--- DOCUMENT PASSAGE Enclosed Below ---
Primary school in New Zealand

Cockle Bay School is a primary school serving the community of Cockle Bay, which is a suburb of Auckland, New Zealand.

== History ==

Cockle Bay School was established on 3 September 1956 as a full primary school with a roll of 217, almost all of whom were transfers from Howick District High School (now Howick Intermediate School). All bus children from the Whitford area were included in this transfer.

Although the six classrooms, administration block and sick bay were complete, the grounds were a sea of mud in wet weather, so the new school began life as a line of prefabs at Howick District High School. The headmaster W E Tonks used the old dental clinic as his office.

Over the years the school has maintained steady growth, except for a brief time in 1965 when Forms 1 and 2 left to attend Howick Intermediate School. The roll reached its all-time high roll of 796 in 1976 and this hastened the setting up of Shelly Park Primary School which opened in 1979.

At its largest, the school comprised 12 permanent classrooms and 11 prefabs, three of which were built on the site. Room 4 was donated by the Auckland Education Board when it became surplus to requirements in 1980. The School Committee and PTA developed it into a resource room. The infant library was built by voluntary labour and funded by the School Committee and PTA to provide library facilities for infant classes and to relieve crowding in the main school library.

The swimming pool was opened in 1964 having cost about $4000 and hundreds of hours of voluntary labour. A small surplus from this project formed the nucleus of the Hall Fund and in 1969 the hall, at a cost of $22,000, was officially opened by Hon George Gair.

Since its earliest days the school has been noted for the tremendous support of its parents. Annual galas and donations have provided almost all the present playground amenities and outside facilities, with working bee labour extending over the entire period of the school's existence.
--- End of Enclosed DOCUMENT PASSAGE ---
◆ **EXERCISE PROMPT**
Copy word for word the stretch of the Cockle Bay School text from "Cockle Bay School is" through "as his office.".
--- INFORMATION SUPPLIED Enclosed Below ---
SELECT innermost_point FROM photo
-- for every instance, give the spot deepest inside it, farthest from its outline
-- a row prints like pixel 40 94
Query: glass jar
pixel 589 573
--- End of Enclosed INFORMATION SUPPLIED ---
◆ **TASK RESULT**
Cockle Bay School is a primary school serving the community of Cockle Bay, which is a suburb of Auckland, New Zealand.

== History ==

Cockle Bay School was established on 3 September 1956 as a full primary school with a roll of 217, almost all of whom were transfers from Howick District High School (now Howick Intermediate School). All bus children from the Whitford area were included in this transfer.

Although the six classrooms, administration block and sick bay were complete, the grounds were a sea of mud in wet weather, so the new school began life as a line of prefabs at Howick District High School. The headmaster W E Tonks used the old dental clinic as his office.